* Directive *
Output the rows from the line with "Can you find the dry white" up to and including the line with "x=194, y=45" as a Markdown table with the columns Row and Line, numbering each row and leaving out blank lines.

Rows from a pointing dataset
★ ★ ★
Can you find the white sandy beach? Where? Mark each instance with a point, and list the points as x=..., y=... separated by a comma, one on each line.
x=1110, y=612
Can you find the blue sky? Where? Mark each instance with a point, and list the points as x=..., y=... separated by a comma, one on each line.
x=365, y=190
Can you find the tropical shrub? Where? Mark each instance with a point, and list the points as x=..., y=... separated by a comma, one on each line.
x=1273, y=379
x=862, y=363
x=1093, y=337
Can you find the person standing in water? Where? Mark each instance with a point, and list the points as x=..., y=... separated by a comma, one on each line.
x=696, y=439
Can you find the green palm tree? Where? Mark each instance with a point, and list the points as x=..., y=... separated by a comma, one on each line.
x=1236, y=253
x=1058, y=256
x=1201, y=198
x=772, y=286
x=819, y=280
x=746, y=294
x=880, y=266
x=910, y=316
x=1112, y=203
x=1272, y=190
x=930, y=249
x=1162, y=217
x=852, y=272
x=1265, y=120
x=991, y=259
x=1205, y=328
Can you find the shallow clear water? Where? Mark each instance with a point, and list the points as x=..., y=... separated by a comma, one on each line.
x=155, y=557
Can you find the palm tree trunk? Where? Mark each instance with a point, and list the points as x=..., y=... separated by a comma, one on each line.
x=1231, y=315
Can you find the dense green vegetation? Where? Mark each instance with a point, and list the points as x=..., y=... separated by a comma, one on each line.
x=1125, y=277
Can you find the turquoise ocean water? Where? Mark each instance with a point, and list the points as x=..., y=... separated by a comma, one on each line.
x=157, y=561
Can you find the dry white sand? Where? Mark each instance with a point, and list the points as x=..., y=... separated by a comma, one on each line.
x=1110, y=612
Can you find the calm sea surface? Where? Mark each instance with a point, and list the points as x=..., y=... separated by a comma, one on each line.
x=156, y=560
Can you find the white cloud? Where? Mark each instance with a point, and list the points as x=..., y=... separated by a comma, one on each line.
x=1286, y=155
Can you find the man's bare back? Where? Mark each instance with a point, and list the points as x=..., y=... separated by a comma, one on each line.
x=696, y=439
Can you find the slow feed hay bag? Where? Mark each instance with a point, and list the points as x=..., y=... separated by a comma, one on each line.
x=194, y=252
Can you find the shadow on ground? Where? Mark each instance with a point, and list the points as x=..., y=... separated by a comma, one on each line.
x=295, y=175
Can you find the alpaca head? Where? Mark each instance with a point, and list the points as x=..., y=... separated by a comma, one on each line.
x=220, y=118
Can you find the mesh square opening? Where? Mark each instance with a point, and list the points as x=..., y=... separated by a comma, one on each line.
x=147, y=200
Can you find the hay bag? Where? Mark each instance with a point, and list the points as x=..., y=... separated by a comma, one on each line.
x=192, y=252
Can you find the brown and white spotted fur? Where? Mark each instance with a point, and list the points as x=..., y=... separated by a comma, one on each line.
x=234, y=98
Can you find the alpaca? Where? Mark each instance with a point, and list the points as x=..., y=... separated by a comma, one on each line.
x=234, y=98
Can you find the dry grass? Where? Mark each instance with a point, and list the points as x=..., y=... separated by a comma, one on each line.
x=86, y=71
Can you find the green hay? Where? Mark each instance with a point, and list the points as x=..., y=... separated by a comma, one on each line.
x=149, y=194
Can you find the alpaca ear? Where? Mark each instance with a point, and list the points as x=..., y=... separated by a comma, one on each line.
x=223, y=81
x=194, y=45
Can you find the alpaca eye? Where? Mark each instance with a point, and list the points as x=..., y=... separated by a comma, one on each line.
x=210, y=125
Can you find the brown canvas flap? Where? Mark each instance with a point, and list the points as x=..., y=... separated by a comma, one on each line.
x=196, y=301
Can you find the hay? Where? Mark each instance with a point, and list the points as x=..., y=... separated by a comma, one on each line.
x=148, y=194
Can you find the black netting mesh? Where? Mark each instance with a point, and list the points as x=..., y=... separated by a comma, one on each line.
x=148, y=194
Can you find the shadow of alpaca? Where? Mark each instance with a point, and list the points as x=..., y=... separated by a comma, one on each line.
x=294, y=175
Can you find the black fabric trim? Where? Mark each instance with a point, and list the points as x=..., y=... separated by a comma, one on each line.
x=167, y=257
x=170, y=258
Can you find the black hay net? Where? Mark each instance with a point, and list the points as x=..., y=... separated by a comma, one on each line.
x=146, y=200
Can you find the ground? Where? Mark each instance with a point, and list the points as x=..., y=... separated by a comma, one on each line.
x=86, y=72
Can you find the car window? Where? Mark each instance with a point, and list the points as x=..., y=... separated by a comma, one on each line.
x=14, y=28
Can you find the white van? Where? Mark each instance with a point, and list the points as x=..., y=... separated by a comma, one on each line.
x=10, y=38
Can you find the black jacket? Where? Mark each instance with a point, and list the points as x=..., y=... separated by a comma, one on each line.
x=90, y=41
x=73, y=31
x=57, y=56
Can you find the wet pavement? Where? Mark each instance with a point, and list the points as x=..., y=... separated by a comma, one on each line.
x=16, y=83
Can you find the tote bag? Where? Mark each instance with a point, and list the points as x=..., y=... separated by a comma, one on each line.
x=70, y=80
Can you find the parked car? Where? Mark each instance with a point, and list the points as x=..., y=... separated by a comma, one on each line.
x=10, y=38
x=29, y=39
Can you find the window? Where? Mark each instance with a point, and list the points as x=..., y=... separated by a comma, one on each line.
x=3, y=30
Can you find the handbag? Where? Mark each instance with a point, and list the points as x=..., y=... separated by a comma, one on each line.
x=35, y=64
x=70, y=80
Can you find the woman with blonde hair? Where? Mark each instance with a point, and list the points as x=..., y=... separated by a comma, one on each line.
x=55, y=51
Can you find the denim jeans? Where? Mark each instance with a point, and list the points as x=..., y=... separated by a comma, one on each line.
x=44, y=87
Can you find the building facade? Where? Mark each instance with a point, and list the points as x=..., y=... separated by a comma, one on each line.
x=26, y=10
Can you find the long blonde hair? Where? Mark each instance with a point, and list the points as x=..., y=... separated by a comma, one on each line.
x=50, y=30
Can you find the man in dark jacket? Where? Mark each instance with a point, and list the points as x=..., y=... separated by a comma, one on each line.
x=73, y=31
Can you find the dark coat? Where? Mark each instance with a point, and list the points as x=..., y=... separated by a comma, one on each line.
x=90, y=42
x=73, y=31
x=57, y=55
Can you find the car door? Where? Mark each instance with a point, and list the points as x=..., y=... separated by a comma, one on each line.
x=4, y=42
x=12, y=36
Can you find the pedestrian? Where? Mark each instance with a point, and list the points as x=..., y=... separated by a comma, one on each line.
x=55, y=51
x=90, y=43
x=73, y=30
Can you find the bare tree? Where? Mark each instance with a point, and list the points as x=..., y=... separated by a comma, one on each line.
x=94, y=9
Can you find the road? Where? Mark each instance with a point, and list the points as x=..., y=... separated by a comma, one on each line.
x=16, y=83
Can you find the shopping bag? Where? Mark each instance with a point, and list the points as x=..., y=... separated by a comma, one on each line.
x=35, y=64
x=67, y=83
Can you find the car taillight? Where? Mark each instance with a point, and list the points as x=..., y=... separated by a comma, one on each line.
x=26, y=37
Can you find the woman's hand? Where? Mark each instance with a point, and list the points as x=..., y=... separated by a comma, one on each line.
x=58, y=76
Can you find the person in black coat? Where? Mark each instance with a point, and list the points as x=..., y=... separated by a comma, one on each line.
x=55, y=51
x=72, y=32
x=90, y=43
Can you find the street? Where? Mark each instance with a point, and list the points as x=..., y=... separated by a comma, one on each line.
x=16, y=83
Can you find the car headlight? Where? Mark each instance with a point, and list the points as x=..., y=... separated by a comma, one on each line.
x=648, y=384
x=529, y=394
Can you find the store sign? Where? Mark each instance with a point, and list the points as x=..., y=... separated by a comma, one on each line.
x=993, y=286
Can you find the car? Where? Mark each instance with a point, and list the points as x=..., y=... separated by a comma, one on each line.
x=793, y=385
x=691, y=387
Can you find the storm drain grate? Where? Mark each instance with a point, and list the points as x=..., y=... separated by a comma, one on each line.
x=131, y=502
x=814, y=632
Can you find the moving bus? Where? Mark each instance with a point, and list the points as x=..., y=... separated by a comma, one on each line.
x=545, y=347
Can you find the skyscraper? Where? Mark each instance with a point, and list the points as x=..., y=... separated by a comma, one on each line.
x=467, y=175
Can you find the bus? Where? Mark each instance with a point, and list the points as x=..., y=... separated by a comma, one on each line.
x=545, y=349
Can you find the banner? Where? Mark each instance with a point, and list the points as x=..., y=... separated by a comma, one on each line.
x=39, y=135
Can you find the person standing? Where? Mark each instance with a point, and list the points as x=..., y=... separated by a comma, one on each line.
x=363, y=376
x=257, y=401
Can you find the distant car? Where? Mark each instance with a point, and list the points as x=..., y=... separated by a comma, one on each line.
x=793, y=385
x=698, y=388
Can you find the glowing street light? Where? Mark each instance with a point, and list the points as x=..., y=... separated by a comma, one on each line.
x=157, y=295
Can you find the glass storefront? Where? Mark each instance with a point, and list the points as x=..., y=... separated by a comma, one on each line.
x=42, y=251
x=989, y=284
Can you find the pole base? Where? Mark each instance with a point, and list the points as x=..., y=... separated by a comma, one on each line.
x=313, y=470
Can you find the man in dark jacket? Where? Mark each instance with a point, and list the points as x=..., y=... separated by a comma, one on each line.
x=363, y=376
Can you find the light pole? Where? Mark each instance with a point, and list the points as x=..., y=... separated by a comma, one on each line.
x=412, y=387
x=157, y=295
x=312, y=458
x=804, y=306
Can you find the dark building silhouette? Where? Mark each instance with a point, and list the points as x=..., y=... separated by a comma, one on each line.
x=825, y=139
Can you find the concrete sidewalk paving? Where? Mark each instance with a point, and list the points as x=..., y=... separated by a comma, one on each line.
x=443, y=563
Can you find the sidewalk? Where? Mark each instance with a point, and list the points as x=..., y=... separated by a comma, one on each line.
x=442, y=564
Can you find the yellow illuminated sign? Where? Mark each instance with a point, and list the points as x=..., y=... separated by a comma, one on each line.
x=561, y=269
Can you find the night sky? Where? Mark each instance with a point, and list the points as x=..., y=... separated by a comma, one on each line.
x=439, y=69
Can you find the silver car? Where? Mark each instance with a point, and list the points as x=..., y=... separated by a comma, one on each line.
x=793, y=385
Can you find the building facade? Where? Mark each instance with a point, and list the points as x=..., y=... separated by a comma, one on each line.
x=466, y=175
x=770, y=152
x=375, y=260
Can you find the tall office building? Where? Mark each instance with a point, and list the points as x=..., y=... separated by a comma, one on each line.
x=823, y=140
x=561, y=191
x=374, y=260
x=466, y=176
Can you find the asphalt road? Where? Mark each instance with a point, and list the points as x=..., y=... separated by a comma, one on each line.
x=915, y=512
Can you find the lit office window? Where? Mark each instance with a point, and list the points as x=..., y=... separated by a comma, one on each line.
★ ★ ★
* Result for this task *
| Row | Line |
|---|---|
| 1 | Can you find the dry white sand? Where? Mark each instance with a point, and list the points as x=..., y=... separated by a comma, one on each line. |
| 2 | x=1110, y=612 |
| 3 | Can you find the calm sea surface? Where? Mark each instance with a point, and list the points as x=..., y=... separated by a comma, one on each line. |
| 4 | x=156, y=560 |
| 5 | Can you find the white cloud? Where? Mark each instance with a point, and list the points as x=..., y=... separated by a comma, one on each line. |
| 6 | x=1286, y=155 |
| 7 | Can you find the man's bare back? Where? Mark each instance with a point, and list the points as x=..., y=... separated by a comma, one on each line. |
| 8 | x=696, y=439 |
| 9 | Can you find the slow feed hay bag? Where? Mark each instance with a point, and list the points as x=..., y=... separated by a comma, one on each line. |
| 10 | x=194, y=252 |
| 11 | Can you find the shadow on ground? Where? Mark each instance with a point, and list the points as x=..., y=... separated by a comma, one on each line. |
| 12 | x=295, y=175 |
| 13 | Can you find the alpaca head? Where? Mark each instance with a point, and list the points as x=..., y=... separated by a comma, one on each line. |
| 14 | x=220, y=118 |
| 15 | Can you find the mesh square opening? Where? Mark each instance with a point, and list the points as x=..., y=... separated by a comma, one on each line. |
| 16 | x=147, y=200 |
| 17 | Can you find the hay bag? Where? Mark each instance with a point, and list the points as x=..., y=... separated by a comma, one on each line. |
| 18 | x=192, y=252 |
| 19 | Can you find the brown and white spotted fur? Where? Mark each instance with a point, and list the points as x=..., y=... separated by a comma, one on each line. |
| 20 | x=234, y=98 |
| 21 | Can you find the alpaca? Where? Mark each instance with a point, and list the points as x=..., y=... separated by a comma, one on each line. |
| 22 | x=234, y=98 |
| 23 | Can you find the dry grass? Where? Mark each instance with a point, and list the points as x=..., y=... separated by a comma, one on each line. |
| 24 | x=86, y=71 |
| 25 | Can you find the green hay? Where? Mark each instance with a point, and list the points as x=..., y=... separated by a comma, one on each line. |
| 26 | x=149, y=194 |
| 27 | Can you find the alpaca ear? Where? Mark each instance with a point, and list the points as x=..., y=... separated by a comma, one on each line. |
| 28 | x=223, y=81 |
| 29 | x=194, y=45 |